__The task__. Repeat the listing in full, exactly as it stands.

■ ■ ■ ■

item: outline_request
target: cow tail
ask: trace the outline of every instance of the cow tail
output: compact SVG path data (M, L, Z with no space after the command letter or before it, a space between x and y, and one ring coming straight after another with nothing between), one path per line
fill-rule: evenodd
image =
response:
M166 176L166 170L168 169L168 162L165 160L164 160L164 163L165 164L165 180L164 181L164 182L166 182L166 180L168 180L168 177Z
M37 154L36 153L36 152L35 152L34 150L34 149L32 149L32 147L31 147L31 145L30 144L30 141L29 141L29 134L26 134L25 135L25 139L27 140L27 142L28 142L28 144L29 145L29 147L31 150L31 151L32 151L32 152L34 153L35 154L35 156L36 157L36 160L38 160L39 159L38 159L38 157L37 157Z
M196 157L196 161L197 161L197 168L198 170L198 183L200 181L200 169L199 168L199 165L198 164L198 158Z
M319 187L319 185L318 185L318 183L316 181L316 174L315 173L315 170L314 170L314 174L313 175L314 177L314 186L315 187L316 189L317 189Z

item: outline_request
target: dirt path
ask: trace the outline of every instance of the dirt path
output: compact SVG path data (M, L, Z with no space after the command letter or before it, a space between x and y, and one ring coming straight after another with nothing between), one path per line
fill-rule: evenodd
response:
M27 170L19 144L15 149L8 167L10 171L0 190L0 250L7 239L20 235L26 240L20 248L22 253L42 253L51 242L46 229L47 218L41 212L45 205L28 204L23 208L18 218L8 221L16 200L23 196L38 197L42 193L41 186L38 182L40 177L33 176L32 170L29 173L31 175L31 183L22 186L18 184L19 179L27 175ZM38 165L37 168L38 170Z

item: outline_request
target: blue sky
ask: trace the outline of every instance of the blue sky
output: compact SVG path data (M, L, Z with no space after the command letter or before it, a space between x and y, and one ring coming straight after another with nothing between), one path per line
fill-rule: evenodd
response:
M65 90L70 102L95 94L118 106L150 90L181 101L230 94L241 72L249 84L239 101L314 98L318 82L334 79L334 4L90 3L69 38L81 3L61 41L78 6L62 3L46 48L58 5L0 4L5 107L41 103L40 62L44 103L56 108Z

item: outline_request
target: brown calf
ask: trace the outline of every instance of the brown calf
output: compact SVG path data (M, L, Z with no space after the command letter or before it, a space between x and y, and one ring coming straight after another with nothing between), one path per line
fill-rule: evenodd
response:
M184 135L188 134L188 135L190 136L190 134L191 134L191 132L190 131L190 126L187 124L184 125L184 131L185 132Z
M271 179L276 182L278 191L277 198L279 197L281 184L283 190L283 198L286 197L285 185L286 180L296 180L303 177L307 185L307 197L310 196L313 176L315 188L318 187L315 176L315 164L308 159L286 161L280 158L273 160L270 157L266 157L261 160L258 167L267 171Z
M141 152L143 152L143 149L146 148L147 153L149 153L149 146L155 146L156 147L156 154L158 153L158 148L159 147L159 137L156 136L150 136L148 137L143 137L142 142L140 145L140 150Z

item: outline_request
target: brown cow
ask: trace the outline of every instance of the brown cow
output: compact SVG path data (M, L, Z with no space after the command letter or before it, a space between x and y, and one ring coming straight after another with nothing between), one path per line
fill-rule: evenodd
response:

■ ■ ■ ■

__Final result__.
item: outline_request
target: cow tail
ask: trace the outline of every instance of the cow tail
output: compact SVG path data (M, L, Z with no space after the command letter or before it, a space between x and y, and one ring coming straight after another with nothing between), one path per line
fill-rule: evenodd
image =
response:
M166 176L166 170L168 169L168 162L165 160L164 160L164 163L165 164L165 180L164 181L164 182L166 182L166 180L168 180L168 177Z
M37 154L36 153L36 152L35 152L34 150L34 149L32 149L32 147L31 147L31 145L30 144L30 141L29 141L29 134L26 134L25 135L25 139L27 140L27 142L28 142L28 144L29 145L29 147L31 150L31 151L32 151L32 152L34 153L35 154L35 156L36 157L36 160L38 160L39 159L38 159L38 157L37 157Z
M196 157L196 161L197 161L197 168L198 170L198 183L200 181L200 169L199 168L199 165L198 164L198 158Z
M319 187L319 185L318 185L318 183L316 181L316 174L315 173L315 170L314 170L314 174L313 175L314 177L314 186L315 187L316 189L317 189Z

item: outline_request
target: dirt path
ask: trace the outline of every instance of the dirt path
output: compact SVG path data (M, L, Z with no space after the command letter or before it, a space between x and y, and one ring coming straight after another with nothing between), one path per line
fill-rule: evenodd
response:
M27 170L19 144L15 149L8 167L10 171L0 190L0 250L7 239L20 235L26 240L20 248L22 253L42 253L51 242L46 229L47 218L41 212L45 205L28 204L23 208L18 218L8 221L16 200L23 196L38 197L42 193L41 186L38 182L40 177L33 176L32 170L29 173L31 175L31 183L22 186L18 184L19 179L27 175ZM38 165L37 168L38 170Z

item: outline_request
target: blue sky
ask: trace the outline of every instance of the blue sky
output: compact SVG path data (M, L, Z with no space after the command letter or before it, a space between x and y, and one ring coming straight after another with nothing between), one path per line
fill-rule: evenodd
response:
M65 90L70 102L95 94L118 106L150 90L181 101L230 94L241 72L249 84L239 101L314 98L318 82L334 79L334 4L90 3L69 38L81 3L61 41L78 6L62 3L46 48L58 5L0 4L5 107L41 103L40 62L44 103L56 108Z

item: outline_request
target: brown calf
ask: trace the outline of every instance of the brown calf
output: compact SVG path data (M, L, Z with no space after the command letter or before it, a space between x and y, and one ring coming straight after another with nothing between), one path per line
fill-rule: evenodd
response:
M184 135L188 134L188 135L190 136L190 134L191 134L191 132L190 131L190 126L187 124L184 125L184 131L185 132Z
M271 179L276 182L278 191L277 198L279 197L281 184L283 190L283 198L286 197L285 185L286 180L296 180L303 177L307 185L307 197L310 196L313 176L315 188L318 187L315 176L315 164L308 159L286 161L280 158L273 160L270 157L266 157L261 160L258 167L267 171Z
M141 152L143 152L143 149L146 148L147 153L149 153L149 146L155 146L156 147L156 154L158 153L158 148L159 147L159 137L156 136L150 136L148 137L143 137L142 142L140 145L140 150Z

item: outline_request
target: brown cow
ask: trace the outline of every instance of the brown cow
output: compact SVG path data (M, L, Z with no space after the command letter or before it, a space between x and y, and one ring coming straight after another with nothing between), one path per line
fill-rule: evenodd
response:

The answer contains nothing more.